* Goal:
Repeat each line of the material below exactly as it appears, minus any pictures.

═════ Recorded data ═════

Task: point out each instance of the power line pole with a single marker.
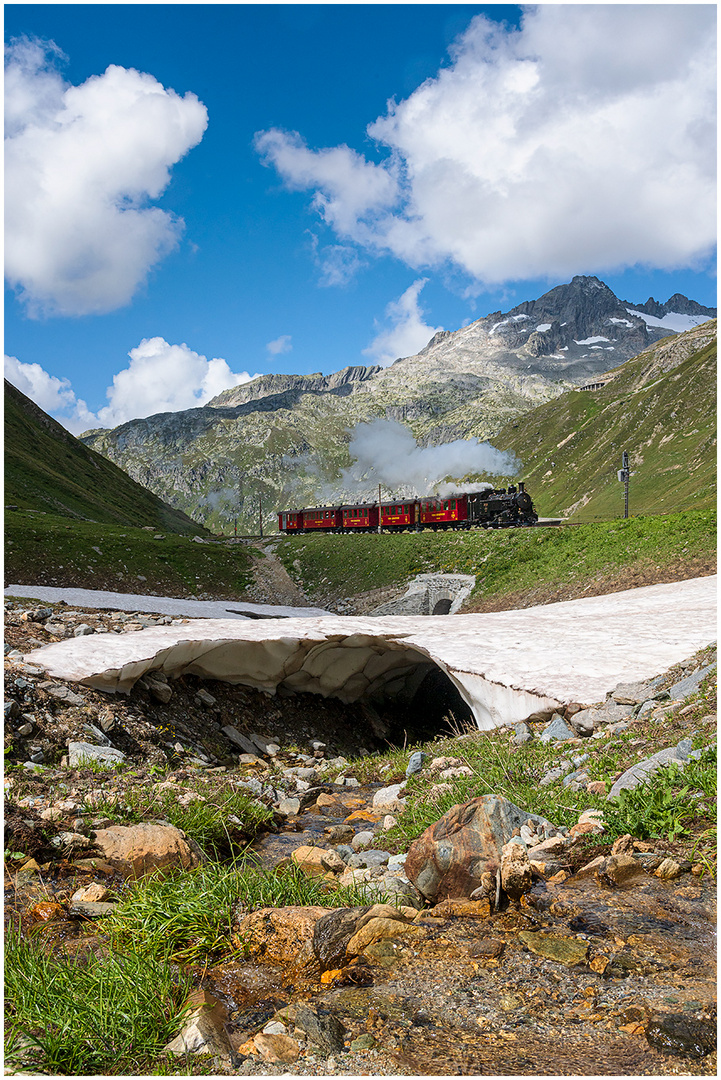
(624, 474)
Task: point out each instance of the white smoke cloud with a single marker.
(384, 451)
(583, 140)
(407, 333)
(81, 164)
(160, 378)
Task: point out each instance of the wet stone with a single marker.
(332, 933)
(488, 948)
(322, 1028)
(567, 950)
(680, 1035)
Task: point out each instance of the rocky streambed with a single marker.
(493, 940)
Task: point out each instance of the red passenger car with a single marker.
(444, 513)
(323, 518)
(289, 521)
(361, 517)
(399, 516)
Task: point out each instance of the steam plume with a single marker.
(384, 451)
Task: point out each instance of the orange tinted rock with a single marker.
(283, 934)
(140, 850)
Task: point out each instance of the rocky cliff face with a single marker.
(283, 439)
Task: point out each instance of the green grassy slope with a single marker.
(46, 469)
(43, 549)
(661, 407)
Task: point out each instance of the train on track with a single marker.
(489, 509)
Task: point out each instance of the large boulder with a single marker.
(139, 850)
(450, 856)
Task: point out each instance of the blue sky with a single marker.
(200, 193)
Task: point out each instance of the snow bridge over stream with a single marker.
(505, 665)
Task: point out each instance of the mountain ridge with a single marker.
(49, 470)
(284, 439)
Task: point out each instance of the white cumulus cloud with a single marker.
(582, 140)
(279, 346)
(406, 332)
(54, 396)
(81, 165)
(160, 378)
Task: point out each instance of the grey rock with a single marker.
(63, 693)
(630, 693)
(90, 909)
(521, 733)
(240, 740)
(161, 691)
(451, 855)
(253, 786)
(583, 723)
(416, 763)
(69, 840)
(554, 774)
(689, 685)
(81, 754)
(203, 698)
(557, 730)
(362, 839)
(390, 798)
(365, 859)
(262, 743)
(580, 778)
(99, 736)
(322, 1028)
(640, 772)
(339, 834)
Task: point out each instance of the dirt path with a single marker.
(272, 583)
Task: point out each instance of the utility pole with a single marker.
(623, 474)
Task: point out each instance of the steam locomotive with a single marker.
(494, 509)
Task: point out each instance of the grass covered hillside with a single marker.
(661, 407)
(44, 549)
(48, 470)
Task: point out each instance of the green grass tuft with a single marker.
(91, 1013)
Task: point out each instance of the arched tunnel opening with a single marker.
(435, 709)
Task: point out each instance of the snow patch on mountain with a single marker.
(672, 321)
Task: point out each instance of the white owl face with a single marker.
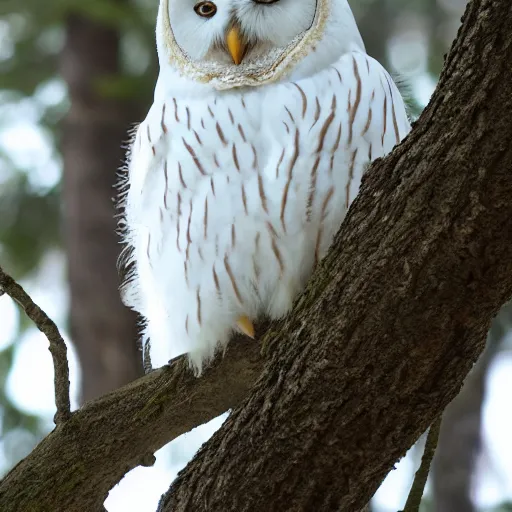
(236, 31)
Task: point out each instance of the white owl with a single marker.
(265, 115)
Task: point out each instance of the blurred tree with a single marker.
(103, 330)
(106, 54)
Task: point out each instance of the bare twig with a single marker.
(420, 478)
(57, 346)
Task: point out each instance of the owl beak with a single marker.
(236, 44)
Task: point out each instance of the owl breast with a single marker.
(236, 196)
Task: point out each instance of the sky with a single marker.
(30, 148)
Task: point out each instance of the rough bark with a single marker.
(75, 466)
(373, 351)
(103, 330)
(384, 336)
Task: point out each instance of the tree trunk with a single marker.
(373, 351)
(103, 330)
(460, 440)
(341, 397)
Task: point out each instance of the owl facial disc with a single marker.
(238, 43)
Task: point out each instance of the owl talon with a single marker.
(246, 326)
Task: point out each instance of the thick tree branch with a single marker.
(384, 335)
(373, 351)
(76, 465)
(57, 346)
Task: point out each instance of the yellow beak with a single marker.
(236, 45)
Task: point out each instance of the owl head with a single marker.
(233, 43)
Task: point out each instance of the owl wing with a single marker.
(235, 196)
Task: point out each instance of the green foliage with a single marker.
(32, 35)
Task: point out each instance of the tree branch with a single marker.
(385, 334)
(75, 466)
(57, 346)
(373, 351)
(420, 479)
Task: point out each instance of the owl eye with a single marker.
(205, 9)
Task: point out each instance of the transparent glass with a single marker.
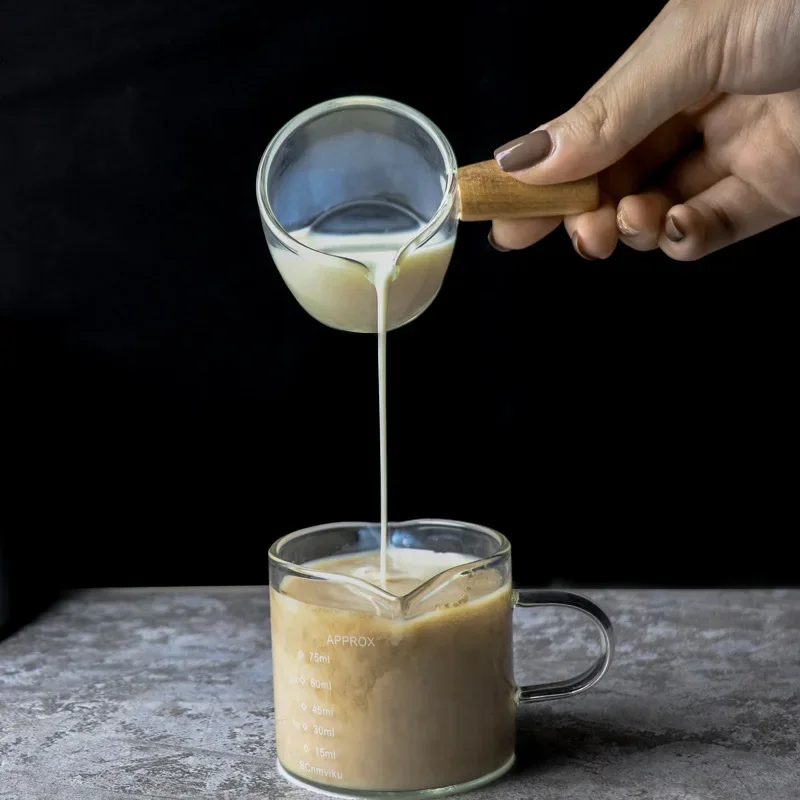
(351, 186)
(408, 695)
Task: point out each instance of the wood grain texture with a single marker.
(486, 193)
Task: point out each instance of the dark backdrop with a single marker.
(169, 410)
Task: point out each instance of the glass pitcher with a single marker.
(354, 185)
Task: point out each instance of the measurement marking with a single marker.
(325, 772)
(318, 658)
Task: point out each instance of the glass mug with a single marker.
(351, 183)
(413, 696)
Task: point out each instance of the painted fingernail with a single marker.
(576, 243)
(496, 246)
(625, 228)
(527, 151)
(673, 232)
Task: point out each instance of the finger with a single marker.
(516, 234)
(594, 233)
(660, 81)
(727, 212)
(640, 218)
(694, 174)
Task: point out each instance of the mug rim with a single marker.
(503, 551)
(337, 104)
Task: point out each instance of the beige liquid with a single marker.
(384, 296)
(367, 698)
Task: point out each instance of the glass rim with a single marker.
(503, 550)
(340, 103)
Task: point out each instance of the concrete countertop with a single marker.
(166, 694)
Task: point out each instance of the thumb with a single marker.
(660, 76)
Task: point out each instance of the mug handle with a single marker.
(537, 692)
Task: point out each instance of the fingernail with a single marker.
(496, 246)
(673, 232)
(624, 226)
(576, 243)
(527, 151)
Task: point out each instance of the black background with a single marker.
(169, 410)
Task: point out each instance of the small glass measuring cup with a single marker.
(403, 696)
(350, 186)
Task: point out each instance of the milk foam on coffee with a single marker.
(394, 695)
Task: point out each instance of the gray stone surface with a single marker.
(133, 694)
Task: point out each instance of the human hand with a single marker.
(695, 134)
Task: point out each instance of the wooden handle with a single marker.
(486, 192)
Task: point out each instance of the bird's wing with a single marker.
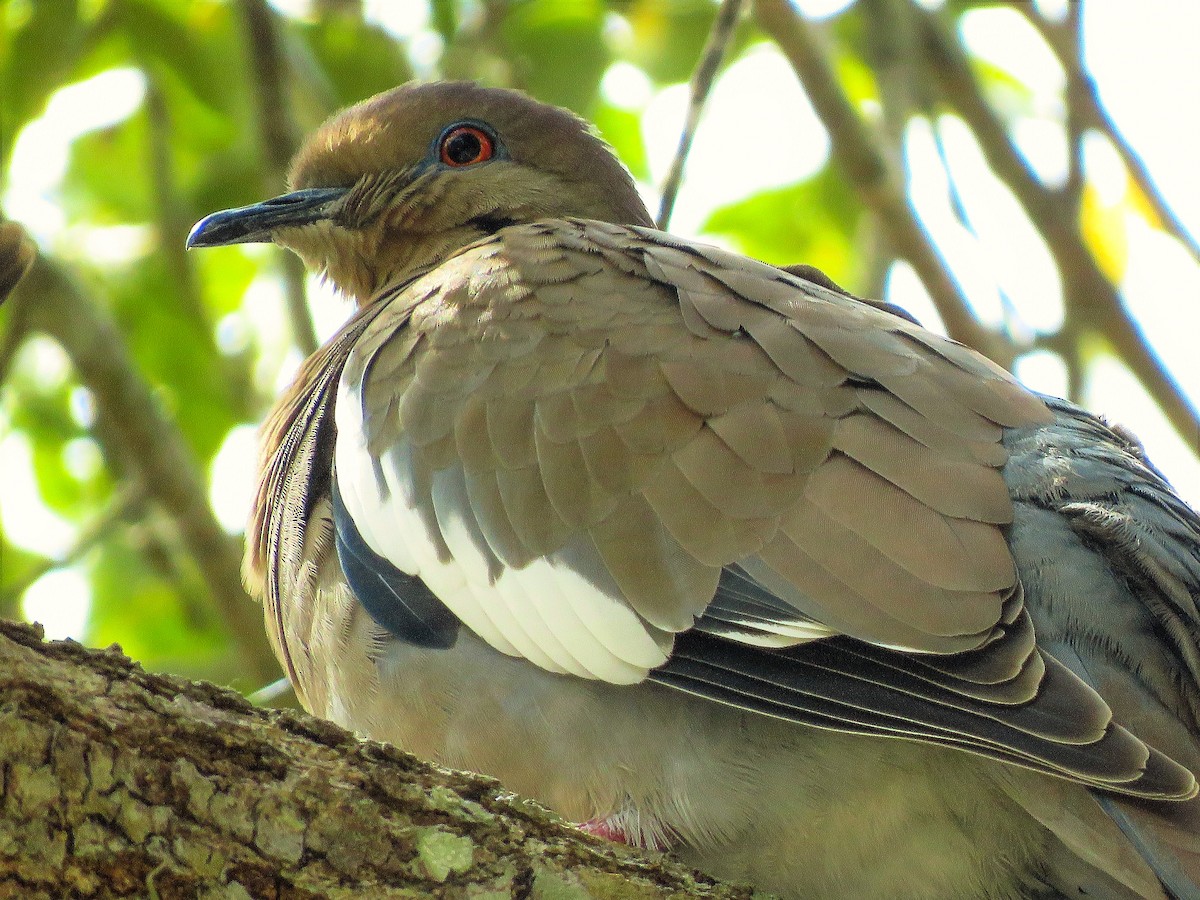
(624, 456)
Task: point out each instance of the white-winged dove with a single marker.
(706, 553)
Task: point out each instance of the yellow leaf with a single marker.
(1103, 227)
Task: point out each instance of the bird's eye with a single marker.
(466, 145)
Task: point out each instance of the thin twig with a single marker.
(277, 135)
(1081, 94)
(141, 441)
(1089, 294)
(701, 85)
(877, 183)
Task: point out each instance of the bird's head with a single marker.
(407, 178)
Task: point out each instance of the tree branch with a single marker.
(879, 184)
(1087, 292)
(124, 784)
(701, 85)
(1083, 97)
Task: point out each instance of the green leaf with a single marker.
(557, 49)
(813, 221)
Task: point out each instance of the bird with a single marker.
(707, 555)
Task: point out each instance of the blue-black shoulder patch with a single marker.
(399, 601)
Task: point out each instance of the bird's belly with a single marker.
(797, 810)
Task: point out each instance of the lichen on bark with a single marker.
(118, 783)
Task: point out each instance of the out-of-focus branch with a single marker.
(148, 444)
(701, 85)
(1083, 99)
(277, 136)
(877, 183)
(1087, 292)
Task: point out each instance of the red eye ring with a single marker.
(466, 145)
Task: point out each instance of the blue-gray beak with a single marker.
(257, 223)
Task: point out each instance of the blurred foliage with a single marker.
(192, 144)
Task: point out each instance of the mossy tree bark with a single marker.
(117, 783)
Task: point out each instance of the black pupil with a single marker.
(463, 147)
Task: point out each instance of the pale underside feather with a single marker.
(574, 454)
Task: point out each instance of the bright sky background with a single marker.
(1143, 59)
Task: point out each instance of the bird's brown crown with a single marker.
(430, 168)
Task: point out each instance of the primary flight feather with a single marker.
(705, 552)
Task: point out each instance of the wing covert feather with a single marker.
(627, 415)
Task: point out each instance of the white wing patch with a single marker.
(563, 611)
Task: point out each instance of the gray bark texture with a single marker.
(118, 783)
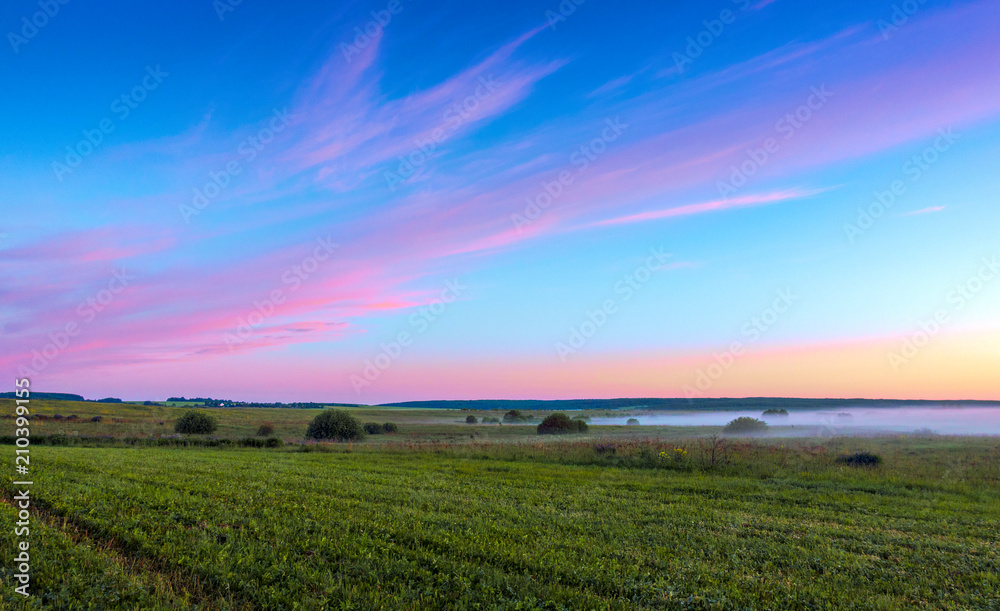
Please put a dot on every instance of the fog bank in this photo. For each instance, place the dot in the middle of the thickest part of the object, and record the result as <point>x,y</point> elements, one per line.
<point>846,421</point>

═════

* Output of the task:
Task: point out each instance of the power line pole with a single marker.
(624, 474)
Task: point out each instance of the white smoke cloud with a single marker.
(384, 451)
(583, 140)
(407, 333)
(81, 164)
(160, 378)
Task: point out each instance of the wet stone with a single marker.
(332, 933)
(488, 948)
(322, 1028)
(567, 950)
(680, 1035)
Task: point out each instance of the rocky streambed with a single marker.
(493, 940)
Task: point out each instance of the red passenger car with a single marker.
(444, 513)
(323, 518)
(289, 521)
(361, 517)
(399, 516)
Task: point out each instance of the steam plume with a single marker.
(384, 451)
Task: point out each instance of the orange tinted rock with a single marker.
(283, 934)
(140, 850)
Task: point out each instance of the rocky cliff face with a single marker.
(283, 439)
Task: point out each instance of the green grassy slope with a single marker.
(46, 469)
(43, 549)
(661, 407)
Task: point out each instance of the train on track with a single marker.
(489, 509)
Task: point out each instance of the large boulder with a single marker.
(139, 850)
(450, 856)
Task: point out each instance of the blue sky with a single marker.
(200, 193)
Task: point out each instance of the snow bridge over stream with a single marker.
(505, 665)
Task: point out each instance of the mountain ridge with a single marker.
(49, 470)
(284, 439)
Task: point out each instance of the white cumulus cloud with a single marker.
(582, 140)
(279, 346)
(406, 332)
(54, 396)
(81, 165)
(160, 378)
Task: point out each instance of the grey rock with a single marker.
(63, 693)
(630, 693)
(90, 909)
(521, 733)
(240, 740)
(161, 691)
(451, 855)
(253, 786)
(583, 723)
(416, 763)
(69, 840)
(554, 774)
(689, 685)
(81, 754)
(203, 698)
(557, 730)
(362, 839)
(390, 798)
(365, 859)
(262, 743)
(580, 778)
(99, 736)
(322, 1028)
(640, 772)
(339, 834)
Task: point out each instance of the dirt path with a single marker.
(272, 583)
Task: point out each instance of the utility pole with a single marker.
(623, 474)
Task: point out each instance of the steam locomotive with a single marker.
(494, 509)
Task: point out each instance of the grass covered hillside with a single marker.
(661, 407)
(44, 549)
(48, 470)
Task: point out each instance of the green grass tuft with a single marker.
(91, 1013)
Task: point out each instance of the arched tunnel opening with a single marker.
(435, 709)
Task: point out each instance of the snow patch on mountain with a single marker.
(672, 321)
Task: point out each instance of the white owl face with a single marker.
(236, 31)
Task: point out each instance of the white owl with a single marker.
(265, 115)
Task: point out each instance of the blurred tree with a single marker.
(103, 330)
(106, 54)
Task: point out each instance of the bare twig with a single marker.
(420, 478)
(57, 346)
Task: point out each instance of the owl beak with a single marker.
(236, 44)
Task: point out each instance of the owl breast with a single marker.
(236, 196)
Task: point out each instance of the sky with a single marker.
(30, 148)
Task: point out each instance of the rough bark with a single marker.
(75, 466)
(373, 351)
(103, 330)
(384, 336)
Task: point out each instance of the tree trunk with a single marker.
(373, 351)
(103, 330)
(460, 440)
(341, 397)
Task: point out each instance of the owl facial disc with a single marker.
(238, 43)
Task: point out each instance of the owl talon with a single marker.
(246, 326)
Task: point out each instance of the thick tree branch with a single marker.
(384, 335)
(373, 351)
(76, 465)
(57, 346)
Task: point out each instance of the yellow beak with a single marker.
(236, 45)
Task: point out each instance of the owl head with a single marker.
(233, 43)
Task: point out each instance of the owl wing with a single marker.
(235, 196)
Task: point out each instance of the green foliage with a single marker.
(32, 35)
Task: point out each instance of the tree branch with a single marker.
(385, 334)
(75, 466)
(57, 346)
(373, 351)
(420, 479)
Task: point out each instance of the owl eye with a single marker.
(205, 9)
Task: point out each instance of the transparent glass with a single marker.
(351, 186)
(408, 695)
Task: point out each instance of the wood grain texture with a single marker.
(486, 193)
Task: point out each instance of the dark backdrop with a single marker.
(169, 410)
Task: point out each instance of the glass pitcher with a single marker.
(354, 185)
Task: point out each instance of the measurement marking with a single marker.
(325, 772)
(318, 658)
Task: point out each instance of the glass mug with a single marker.
(351, 183)
(413, 696)
Task: point out each instance of the painted fingernail with a single marker.
(576, 243)
(496, 246)
(625, 228)
(527, 151)
(673, 232)
Task: point out each instance of the finger with a single marker.
(516, 234)
(594, 233)
(660, 81)
(727, 212)
(640, 218)
(694, 174)
Task: point out each instance of the mug rim with a single marker.
(503, 551)
(337, 104)
Task: point out each instance of the beige liquid with a single marker.
(384, 296)
(367, 698)
Task: point out each instance of the glass rim with a single marker.
(503, 550)
(340, 103)
Task: point out each instance of the concrete countertop with a single marker.
(166, 694)
Task: point out each instance of the thumb with a single marker.
(660, 76)
Task: point out each instance of the mug handle with a single marker.
(537, 692)
Task: point out each instance of the fingernail with a single marker.
(496, 246)
(673, 232)
(624, 226)
(576, 243)
(527, 151)
Task: point out each instance of the black background with a single marker.
(169, 410)
Task: point out each instance of the small glass measuring cup with a single marker.
(403, 696)
(350, 186)
Task: point out each instance of the milk foam on coffee with a single marker.
(394, 695)
Task: point out each instance of the gray stone surface with a single marker.
(133, 694)
Task: point out each instance of the human hand with a single marker.
(695, 134)
Task: point out each instance of the wooden handle with a single marker.
(486, 192)
Task: point out each instance of the bird's wing with a single marker.
(624, 456)
Task: point out each instance of the white-winged dove with a single marker.
(706, 553)
Task: point out each instance of the yellow leaf with a single marker.
(1103, 227)
Task: point out each instance of the bird's eye with a single marker.
(466, 145)
Task: point out each instance of the thin twig with a single marker.
(277, 135)
(1081, 94)
(141, 441)
(1089, 294)
(701, 85)
(877, 183)
Task: point out each instance of the bird's head with a single marker.
(407, 178)
Task: point out each instance of the tree branch with a single marker.
(879, 184)
(1087, 292)
(124, 784)
(701, 85)
(1083, 97)
Task: point out each instance of the green leaf with a single marker.
(557, 49)
(813, 221)
Task: point out each instance of the bird with a single marker.
(707, 555)
Task: point out each instance of the blue-black shoulder patch with a single marker.
(399, 601)
Task: point out each instance of the bird's belly with a single marker.
(797, 810)
Task: point out each instance of the lichen on bark with a single marker.
(118, 783)
Task: point out each instance of the out-of-focus branch with a single marker.
(148, 444)
(701, 85)
(1083, 99)
(277, 136)
(877, 183)
(1087, 292)
Task: point out each instance of the red eye ring with a single marker.
(466, 145)
Task: point out each instance of the blue-gray beak with a single marker.
(257, 223)
Task: point out each instance of the blurred foliage with a single marker.
(192, 144)
Task: point out each instance of the mossy tree bark with a single marker.
(117, 783)
Task: point out each instance of the black pupil with a single marker.
(463, 147)
Task: point out each instance of the pale underside feather with a single marker.
(574, 454)
Task: point out each instance of the bright sky background with a single marker.
(1143, 59)
Task: point out each instance of the bird's brown crown with a single marker.
(430, 168)
Task: point out each instance of the primary flight feather with a single marker.
(705, 552)
Task: point out each instance of the wing covert feather with a single marker.
(627, 415)
Task: point out each instance of the white wing patch with a single marker.
(563, 611)
Task: point out each instance of the gray bark texture with a single marker.
(118, 783)
Please put a dot on every instance of the fog bank in this photo. For each instance, place the dot in the middle of the thickest part of the object, and record the result as <point>x,y</point> elements, one per line.
<point>846,421</point>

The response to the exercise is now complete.